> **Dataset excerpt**

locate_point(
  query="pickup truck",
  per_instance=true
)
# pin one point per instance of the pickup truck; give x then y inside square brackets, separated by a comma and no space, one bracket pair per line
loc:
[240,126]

> **Problem to solve**
Update the data above by changing each "pickup truck" to "light truck", and keep every other part the same.

> **Solved exercise**
locate_point(
  query="light truck",
  per_instance=true
)
# pin one point per instance of the light truck; give x then y inside square brackets, separated by a comma and no space, one bracket pair per line
loc:
[240,126]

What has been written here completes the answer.